● **DIRECTIVE**
Please transcribe, word for word, the portion of the planning debate transcript that begins with the words "The point is" and ends with "Mr Griffiths: Kapunda.".

In fact, we are not trying to discourage any form of employment related development; quite the contrary. The only impact here is in relation to what amounts to the chopping up of greenfield areas and converting what is presently land which is set aside for either industrial or, more particularly, agriculture or horticulture or whatever, into residential subdivisions. That is the only thing that is being touched by this.

The CHAIR: Okay. That is everyone's questions exhausted.

Mr GRIFFITHS: I am just seeking clarification. I pose this question on the basis that the area to the northern boundary includes part of the Goyder electorate, so I do have some vested interest in getting some clarification. As a person who has lived in the regions all my life, I am desperate for an environment to exist that allows regional communities to grow in physical number. Therefore, by association, I understand the impacts upon the size of development in most cases because of the traditional development styles that are used. However with this legislation that is to be put in place, unless it is currently zoned for residential purposes there is no scope for a regional community to grow that is within this environment—

The Hon. J.R. RAU: That is not quite right; unless the current township boundary, which it may or may not at the moment, corresponds with all of the available land to be rezoned. To give an example, Two Wells has a township boundary, and I do not know whether every single bit of land within that township boundary has yet been rezoned. It is earmarked to ultimately be rezoned, and the map reflects that there is room within that township boundary for land which is not yet rezoned to be rezoned.

The protected area, if you like, which wraps around the metropolitan city area, does not extend as far as Ardrossan or anything like that, so none of this that we are talking about here is extending a long way around the state. What it is intending to do is to offer some protection to those townships which are within sufficient proximity to the metropolitan area that they might be adversely impacted by planning decisions inside that metropolitan area. If you go to the Barossa, for instance, there are areas around the townships there which are able to rezoned; in fact, every time any of those are rezoned I hear about it because someone is complaining about grapevines being pulled out.

The point is that there is still quite a bit of area around existing townships which is earmarked for future growth, and that area may or may not yet be rezoned. So there is room for future growth for all those townships that are in that buffer zone. Beyond that buffer zone—Ardrossan, for example—this has no impact whatsoever, and whether Ardrossan is going to move is a matter to be dealt with by that township in due course. We are talking here, in the North in particular, about places like Two Wells, Virginia, Mallala—

Mr Griffiths: Kapunda.

The Hon. J.R. RAU: Kapunda is in, I think; yes. That is what we are talking about, in that northern area.

● **INFORMATION PROVIDED**
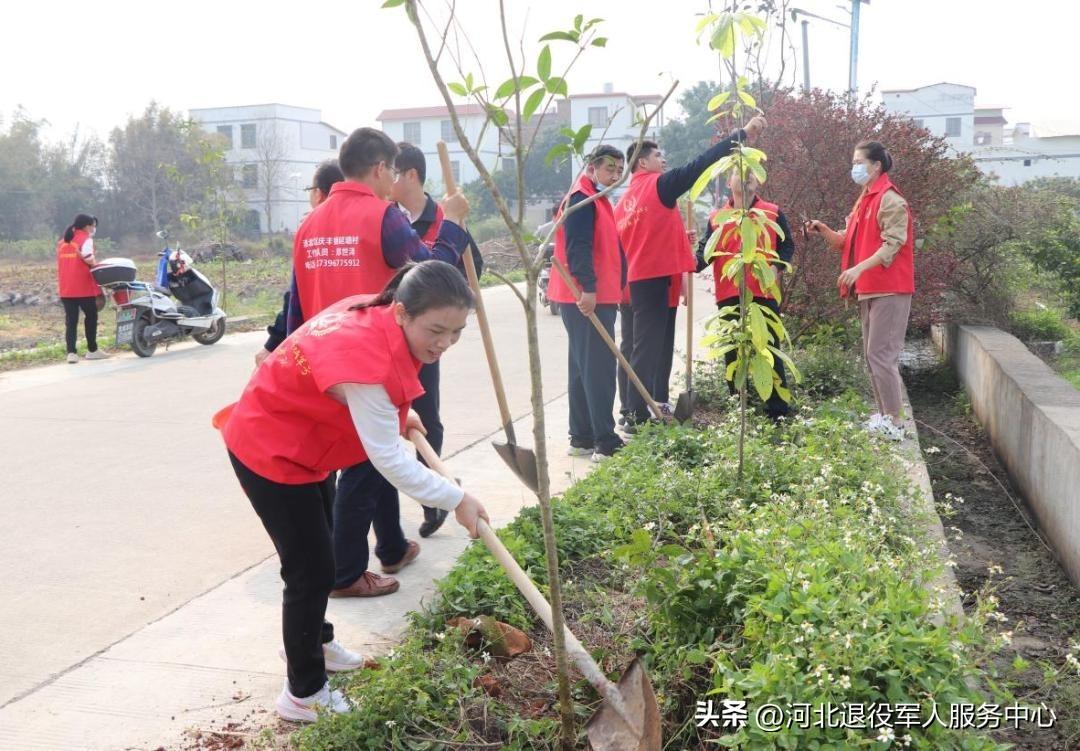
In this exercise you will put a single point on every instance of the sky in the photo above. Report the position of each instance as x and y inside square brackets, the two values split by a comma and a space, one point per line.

● **RESULT FOR THIS EXERCISE**
The point is that there is still quite a bit of area around existing townships which is earmarked for future growth, and that area may or may not yet be rezoned. So there is room for future growth for all those townships that are in that buffer zone. Beyond that buffer zone—Ardrossan, for example—this has no impact whatsoever, and whether Ardrossan is going to move is a matter to be dealt with by that township in due course. We are talking here, in the North in particular, about places like Two Wells, Virginia, Mallala—

Mr Griffiths: Kapunda.